- Entries from a point annotation set -
──────────────────────────────
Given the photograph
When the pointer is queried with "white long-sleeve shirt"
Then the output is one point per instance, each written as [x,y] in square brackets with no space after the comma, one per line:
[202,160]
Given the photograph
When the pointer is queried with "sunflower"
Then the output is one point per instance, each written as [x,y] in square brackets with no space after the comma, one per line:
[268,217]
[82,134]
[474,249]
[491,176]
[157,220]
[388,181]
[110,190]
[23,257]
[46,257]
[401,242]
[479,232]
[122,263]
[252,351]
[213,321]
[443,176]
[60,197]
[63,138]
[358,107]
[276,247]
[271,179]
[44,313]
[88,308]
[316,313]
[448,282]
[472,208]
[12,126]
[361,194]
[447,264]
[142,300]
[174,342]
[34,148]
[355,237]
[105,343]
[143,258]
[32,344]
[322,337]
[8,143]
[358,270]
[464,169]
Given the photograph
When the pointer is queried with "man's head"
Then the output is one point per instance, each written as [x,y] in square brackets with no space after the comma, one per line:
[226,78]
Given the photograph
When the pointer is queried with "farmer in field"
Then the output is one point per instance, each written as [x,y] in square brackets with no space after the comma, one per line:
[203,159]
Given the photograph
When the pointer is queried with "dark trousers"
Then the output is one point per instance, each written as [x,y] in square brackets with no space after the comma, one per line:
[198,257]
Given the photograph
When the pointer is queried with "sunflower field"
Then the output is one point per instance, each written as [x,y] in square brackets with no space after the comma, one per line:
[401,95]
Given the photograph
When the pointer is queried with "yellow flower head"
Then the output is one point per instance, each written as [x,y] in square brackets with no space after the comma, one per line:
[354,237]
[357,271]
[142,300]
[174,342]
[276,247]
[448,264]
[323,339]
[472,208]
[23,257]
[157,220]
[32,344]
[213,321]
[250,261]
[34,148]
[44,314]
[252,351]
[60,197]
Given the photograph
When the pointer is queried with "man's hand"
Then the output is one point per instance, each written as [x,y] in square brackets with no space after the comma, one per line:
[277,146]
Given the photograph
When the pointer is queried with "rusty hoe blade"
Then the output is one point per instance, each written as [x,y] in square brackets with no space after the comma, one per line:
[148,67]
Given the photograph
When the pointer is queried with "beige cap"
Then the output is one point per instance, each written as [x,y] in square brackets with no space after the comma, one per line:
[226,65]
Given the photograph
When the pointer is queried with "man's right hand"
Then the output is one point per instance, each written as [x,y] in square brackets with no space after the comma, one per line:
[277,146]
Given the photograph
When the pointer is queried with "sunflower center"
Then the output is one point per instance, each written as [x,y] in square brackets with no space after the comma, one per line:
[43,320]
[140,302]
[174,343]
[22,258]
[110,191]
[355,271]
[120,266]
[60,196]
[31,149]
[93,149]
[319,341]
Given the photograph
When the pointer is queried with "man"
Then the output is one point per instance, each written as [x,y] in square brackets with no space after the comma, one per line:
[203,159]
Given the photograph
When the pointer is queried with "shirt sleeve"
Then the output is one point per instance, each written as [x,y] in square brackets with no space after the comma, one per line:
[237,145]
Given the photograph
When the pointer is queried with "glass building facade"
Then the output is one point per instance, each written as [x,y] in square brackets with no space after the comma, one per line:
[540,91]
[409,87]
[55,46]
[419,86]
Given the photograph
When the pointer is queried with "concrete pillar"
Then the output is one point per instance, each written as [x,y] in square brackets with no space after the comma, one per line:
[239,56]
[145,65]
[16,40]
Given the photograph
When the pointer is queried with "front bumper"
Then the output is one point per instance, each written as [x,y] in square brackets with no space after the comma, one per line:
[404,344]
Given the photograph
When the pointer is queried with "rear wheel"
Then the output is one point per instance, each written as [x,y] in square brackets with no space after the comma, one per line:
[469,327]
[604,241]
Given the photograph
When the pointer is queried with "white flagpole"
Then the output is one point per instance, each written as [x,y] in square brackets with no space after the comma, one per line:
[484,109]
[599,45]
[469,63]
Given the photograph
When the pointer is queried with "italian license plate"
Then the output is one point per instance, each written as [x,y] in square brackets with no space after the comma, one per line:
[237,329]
──────────────────────────────
- AIM -
Identify each line in the material above that contains the string "field" and copy it out, treating matches as case-sensitive.

- SOLUTION TO THE EXERCISE -
When the pointer is queried with "farmer in field"
When the pointer is queried with "sunflower field"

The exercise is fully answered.